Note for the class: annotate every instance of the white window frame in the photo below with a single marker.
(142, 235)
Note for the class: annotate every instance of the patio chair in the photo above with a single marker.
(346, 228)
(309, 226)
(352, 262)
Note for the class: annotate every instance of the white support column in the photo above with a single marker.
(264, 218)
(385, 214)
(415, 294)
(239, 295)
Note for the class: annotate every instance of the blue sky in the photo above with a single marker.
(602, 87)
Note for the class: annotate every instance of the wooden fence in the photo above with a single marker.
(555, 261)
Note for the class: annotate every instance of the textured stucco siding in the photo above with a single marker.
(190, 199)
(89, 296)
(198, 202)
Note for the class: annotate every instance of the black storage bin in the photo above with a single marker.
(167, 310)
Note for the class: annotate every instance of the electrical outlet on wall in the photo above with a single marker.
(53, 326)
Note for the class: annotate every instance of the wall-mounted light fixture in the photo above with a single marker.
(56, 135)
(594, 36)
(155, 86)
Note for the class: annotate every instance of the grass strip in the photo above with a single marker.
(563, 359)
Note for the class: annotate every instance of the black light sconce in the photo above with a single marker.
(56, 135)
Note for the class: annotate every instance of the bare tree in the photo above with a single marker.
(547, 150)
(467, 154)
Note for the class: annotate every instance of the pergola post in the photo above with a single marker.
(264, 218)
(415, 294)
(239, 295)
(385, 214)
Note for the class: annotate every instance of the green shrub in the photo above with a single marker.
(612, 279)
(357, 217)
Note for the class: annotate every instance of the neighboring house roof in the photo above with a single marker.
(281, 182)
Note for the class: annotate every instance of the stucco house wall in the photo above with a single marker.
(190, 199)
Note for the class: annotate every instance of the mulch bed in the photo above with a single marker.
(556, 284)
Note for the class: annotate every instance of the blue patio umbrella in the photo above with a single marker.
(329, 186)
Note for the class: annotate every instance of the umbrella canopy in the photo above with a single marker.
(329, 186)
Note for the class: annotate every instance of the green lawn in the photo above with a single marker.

--------

- Prompt -
Repeat each record exactly, leaving nothing out.

- Exercise output -
Note for the class: annotate every instance of the white window frame in the photo below with a single marker.
(142, 235)
Note for the class: annotate every instance of the patio chair in the photo above with a single marker.
(346, 228)
(309, 226)
(352, 262)
Note for the class: annotate every instance of the white support column in the photo above with a single marker.
(264, 218)
(385, 214)
(415, 294)
(239, 295)
Note for the class: annotate every instance of the blue sky in the photo above with a single marker.
(602, 87)
Note for the class: annotate every instance of the wooden fence in the photo above with a single marker.
(555, 261)
Note for the class: annotate every instance of the textured stucco siding in the photo above with a single marker.
(190, 199)
(89, 296)
(198, 202)
Note for the class: annotate every instance of the black storage bin in the photo above with a single marker.
(167, 310)
Note for the class: annotate every instance of the electrical outlet on wall in the photo above with a single marker.
(53, 326)
Note for the class: annotate every instance of the wall-mounted light fixture in the photo above with a single marker.
(56, 135)
(594, 36)
(155, 86)
Note for the class: annotate every instance of the grass strip in the photo above with a single marker.
(563, 359)
Note for the class: annotate every instance of the black light sconce in the photo above with a single marker.
(56, 135)
Note for the class: annotate every instance of the bare tree in the photo above with a single marker.
(547, 150)
(467, 154)
Note for the class: annotate every instance of the pergola post in the photo above with a single marker.
(264, 218)
(415, 294)
(239, 295)
(385, 214)
Note for the class: annotate every instance of the green shrub in the photo above with a single marker.
(612, 279)
(357, 217)
Note for the class: annotate every instance of the neighboring house roof in the photo above with a single marker.
(281, 182)
Note for the class: annotate every instance of the stucco house wall in the photo above with a single marker.
(190, 199)
Note for the class: annotate every instance of the mulch bed in the photo above with a single marker.
(556, 284)
Note for the class: annotate every instance of the blue patio umbrella in the photo above with a single marker.
(329, 186)
Note for the class: annotate every instance of the umbrella canopy in the photo above with a single marker.
(329, 186)
Note for the class: annotate every instance of the green lawn in the photo above with a single marker.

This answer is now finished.